#### Brief:
Pick out each line in the rows below that contains the word "pebble" and copy those lines unchanged.

# START OF Recorded data

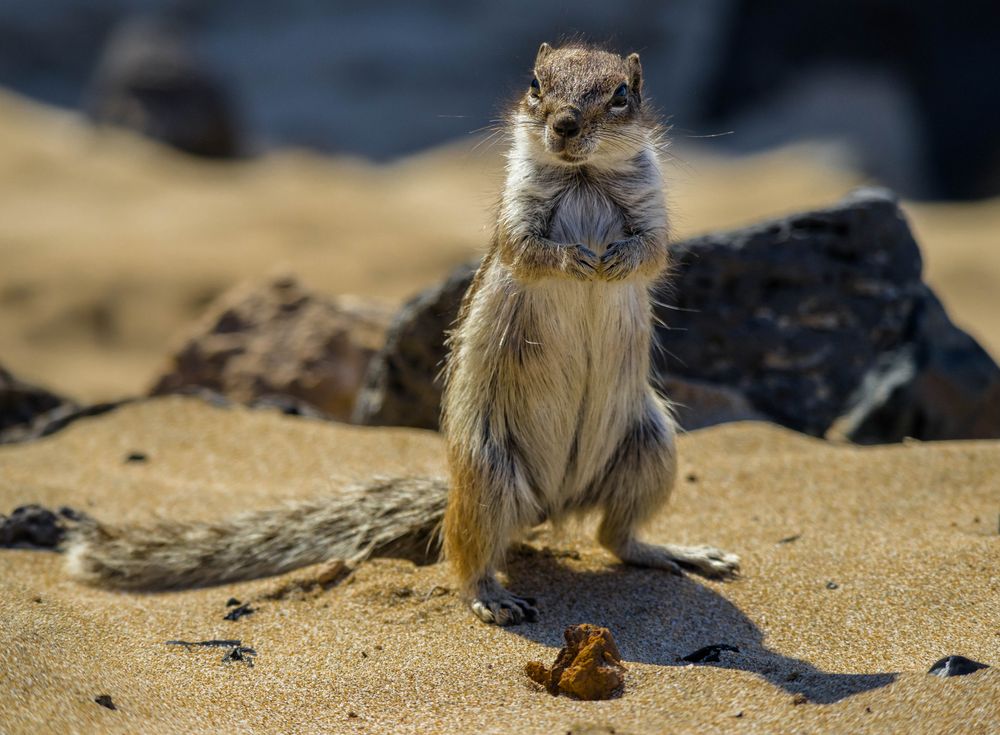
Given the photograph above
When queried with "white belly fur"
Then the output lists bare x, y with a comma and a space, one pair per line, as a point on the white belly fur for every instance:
583, 379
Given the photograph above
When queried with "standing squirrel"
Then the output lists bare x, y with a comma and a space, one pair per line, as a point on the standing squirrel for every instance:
548, 410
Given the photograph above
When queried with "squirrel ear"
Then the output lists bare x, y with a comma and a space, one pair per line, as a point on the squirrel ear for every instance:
634, 72
543, 51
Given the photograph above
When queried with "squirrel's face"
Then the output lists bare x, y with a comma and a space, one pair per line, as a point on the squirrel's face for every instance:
584, 106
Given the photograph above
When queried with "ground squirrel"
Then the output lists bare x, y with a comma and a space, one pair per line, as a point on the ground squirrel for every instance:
548, 409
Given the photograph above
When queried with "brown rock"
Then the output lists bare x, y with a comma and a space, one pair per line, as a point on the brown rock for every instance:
588, 667
277, 340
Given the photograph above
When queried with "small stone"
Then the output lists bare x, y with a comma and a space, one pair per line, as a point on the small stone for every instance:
709, 654
588, 667
31, 525
239, 612
955, 666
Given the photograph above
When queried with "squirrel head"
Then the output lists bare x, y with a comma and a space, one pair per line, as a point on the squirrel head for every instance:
584, 105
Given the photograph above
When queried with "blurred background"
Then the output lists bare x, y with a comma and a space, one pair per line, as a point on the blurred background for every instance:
154, 152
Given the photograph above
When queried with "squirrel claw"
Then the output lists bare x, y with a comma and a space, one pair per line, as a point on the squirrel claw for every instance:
505, 609
582, 263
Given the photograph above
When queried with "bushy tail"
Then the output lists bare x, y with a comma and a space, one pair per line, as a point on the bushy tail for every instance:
385, 517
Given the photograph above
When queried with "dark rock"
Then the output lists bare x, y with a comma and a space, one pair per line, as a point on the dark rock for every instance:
24, 408
150, 81
239, 612
278, 345
940, 385
786, 320
33, 526
956, 666
792, 313
709, 654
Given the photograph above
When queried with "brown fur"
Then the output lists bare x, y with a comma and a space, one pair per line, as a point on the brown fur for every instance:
548, 408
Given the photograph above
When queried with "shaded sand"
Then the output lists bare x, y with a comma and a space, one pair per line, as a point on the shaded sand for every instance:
908, 534
111, 245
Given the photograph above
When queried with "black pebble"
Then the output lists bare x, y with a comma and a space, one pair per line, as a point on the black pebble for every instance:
709, 654
238, 612
956, 666
31, 525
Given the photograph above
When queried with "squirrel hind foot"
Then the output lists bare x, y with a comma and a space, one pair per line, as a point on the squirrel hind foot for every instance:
496, 605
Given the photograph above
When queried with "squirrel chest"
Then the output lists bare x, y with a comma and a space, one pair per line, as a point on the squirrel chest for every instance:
567, 360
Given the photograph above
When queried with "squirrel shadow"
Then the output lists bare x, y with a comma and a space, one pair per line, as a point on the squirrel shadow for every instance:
659, 618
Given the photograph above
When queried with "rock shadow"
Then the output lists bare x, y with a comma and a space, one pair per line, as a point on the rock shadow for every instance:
658, 618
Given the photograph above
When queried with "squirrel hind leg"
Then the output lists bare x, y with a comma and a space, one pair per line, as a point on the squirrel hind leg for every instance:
493, 603
484, 512
636, 484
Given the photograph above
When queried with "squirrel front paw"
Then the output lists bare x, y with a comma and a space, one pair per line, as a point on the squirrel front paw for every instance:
617, 262
580, 262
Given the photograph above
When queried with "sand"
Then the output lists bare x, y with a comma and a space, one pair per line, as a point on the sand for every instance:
907, 535
112, 246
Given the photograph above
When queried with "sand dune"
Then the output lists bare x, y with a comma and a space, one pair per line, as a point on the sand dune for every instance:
112, 245
906, 535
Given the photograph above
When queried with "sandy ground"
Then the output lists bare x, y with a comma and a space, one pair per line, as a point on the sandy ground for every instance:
111, 246
907, 535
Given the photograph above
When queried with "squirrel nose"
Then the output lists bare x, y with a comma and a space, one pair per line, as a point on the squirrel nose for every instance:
566, 124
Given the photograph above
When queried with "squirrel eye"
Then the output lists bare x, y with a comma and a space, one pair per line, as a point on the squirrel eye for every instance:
620, 97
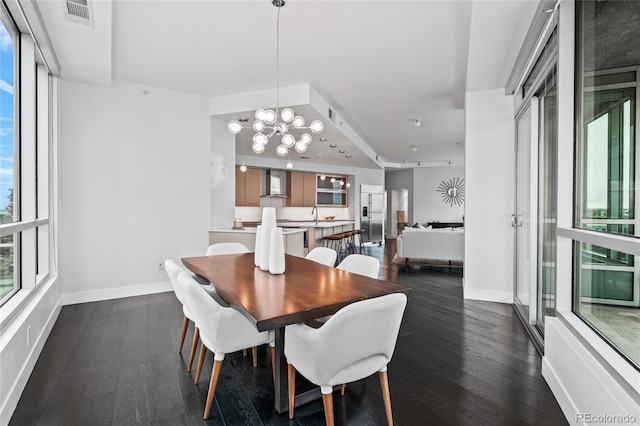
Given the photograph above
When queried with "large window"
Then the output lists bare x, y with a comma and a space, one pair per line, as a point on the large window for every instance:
8, 156
607, 275
26, 100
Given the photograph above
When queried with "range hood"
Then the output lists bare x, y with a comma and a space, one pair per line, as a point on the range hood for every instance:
274, 183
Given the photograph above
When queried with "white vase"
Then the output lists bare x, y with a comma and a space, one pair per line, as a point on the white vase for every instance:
268, 223
276, 251
256, 250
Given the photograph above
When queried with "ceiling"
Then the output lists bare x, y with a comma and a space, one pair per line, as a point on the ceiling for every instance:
379, 64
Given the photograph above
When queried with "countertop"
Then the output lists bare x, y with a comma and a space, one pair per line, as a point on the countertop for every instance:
252, 230
308, 224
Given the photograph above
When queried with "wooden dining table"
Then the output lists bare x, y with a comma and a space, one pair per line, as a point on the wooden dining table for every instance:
307, 290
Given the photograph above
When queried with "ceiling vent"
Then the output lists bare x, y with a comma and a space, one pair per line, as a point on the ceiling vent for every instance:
78, 11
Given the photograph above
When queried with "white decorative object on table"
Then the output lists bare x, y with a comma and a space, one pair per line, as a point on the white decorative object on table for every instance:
268, 223
256, 250
276, 251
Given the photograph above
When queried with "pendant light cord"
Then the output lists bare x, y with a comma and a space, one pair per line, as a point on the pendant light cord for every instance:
278, 68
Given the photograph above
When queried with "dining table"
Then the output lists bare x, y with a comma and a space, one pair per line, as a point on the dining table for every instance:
307, 290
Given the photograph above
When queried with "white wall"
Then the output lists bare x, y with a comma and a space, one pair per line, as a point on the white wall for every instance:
489, 169
401, 179
223, 176
134, 169
428, 205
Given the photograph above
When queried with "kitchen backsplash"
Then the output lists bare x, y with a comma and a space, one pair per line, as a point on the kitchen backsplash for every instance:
254, 214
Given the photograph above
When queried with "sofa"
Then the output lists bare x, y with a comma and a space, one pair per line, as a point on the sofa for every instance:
438, 247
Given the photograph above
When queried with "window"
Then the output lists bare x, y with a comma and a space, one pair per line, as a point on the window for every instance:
26, 99
8, 155
606, 293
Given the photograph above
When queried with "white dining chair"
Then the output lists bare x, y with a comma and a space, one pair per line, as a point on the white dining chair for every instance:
361, 264
226, 248
356, 342
222, 330
173, 270
324, 255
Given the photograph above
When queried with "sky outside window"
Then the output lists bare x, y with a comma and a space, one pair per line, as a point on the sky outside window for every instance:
6, 119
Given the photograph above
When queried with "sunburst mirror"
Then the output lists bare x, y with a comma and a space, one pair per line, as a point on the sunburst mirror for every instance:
452, 191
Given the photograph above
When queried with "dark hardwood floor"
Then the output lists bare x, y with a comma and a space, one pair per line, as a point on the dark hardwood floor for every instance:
457, 362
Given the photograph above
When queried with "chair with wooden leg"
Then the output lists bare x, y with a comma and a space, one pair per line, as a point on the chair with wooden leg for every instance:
173, 270
222, 330
356, 342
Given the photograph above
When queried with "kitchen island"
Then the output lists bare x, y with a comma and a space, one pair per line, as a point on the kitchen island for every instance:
317, 230
293, 238
313, 231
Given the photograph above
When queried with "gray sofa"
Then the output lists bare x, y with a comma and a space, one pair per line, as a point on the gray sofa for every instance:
441, 247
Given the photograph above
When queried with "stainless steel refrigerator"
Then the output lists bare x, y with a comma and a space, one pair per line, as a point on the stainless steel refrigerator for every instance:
372, 204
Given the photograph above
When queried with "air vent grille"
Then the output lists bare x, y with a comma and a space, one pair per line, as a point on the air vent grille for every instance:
78, 11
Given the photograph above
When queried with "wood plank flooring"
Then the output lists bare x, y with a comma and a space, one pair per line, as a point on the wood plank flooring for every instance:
457, 362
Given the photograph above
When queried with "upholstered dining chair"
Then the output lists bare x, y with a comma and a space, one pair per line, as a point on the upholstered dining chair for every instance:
226, 248
356, 342
324, 255
173, 269
222, 330
361, 264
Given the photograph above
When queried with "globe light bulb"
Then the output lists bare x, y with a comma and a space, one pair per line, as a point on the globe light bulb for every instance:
288, 140
269, 117
287, 115
298, 121
301, 147
306, 138
316, 126
258, 148
234, 127
260, 139
261, 115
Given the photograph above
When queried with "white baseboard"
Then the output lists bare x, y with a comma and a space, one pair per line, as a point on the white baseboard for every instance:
115, 293
488, 295
17, 387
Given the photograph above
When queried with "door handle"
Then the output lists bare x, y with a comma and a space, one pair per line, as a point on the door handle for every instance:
516, 220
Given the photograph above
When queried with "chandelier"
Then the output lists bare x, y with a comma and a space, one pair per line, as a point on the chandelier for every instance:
278, 123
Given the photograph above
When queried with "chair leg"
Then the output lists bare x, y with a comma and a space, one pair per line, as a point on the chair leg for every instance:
185, 324
327, 401
254, 354
194, 346
217, 365
291, 379
203, 351
273, 362
384, 384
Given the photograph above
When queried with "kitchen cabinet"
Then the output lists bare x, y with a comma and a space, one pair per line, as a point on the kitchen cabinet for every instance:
331, 193
247, 187
301, 188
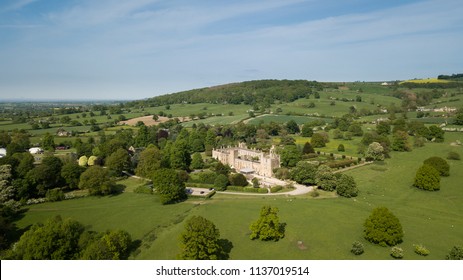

# END OF Recorded data

#### Problem solution:
When queried with "black pebble"
Then the output lists bare x, y with a comma and a space, one pair per line, as a point on the black pebble for every instance:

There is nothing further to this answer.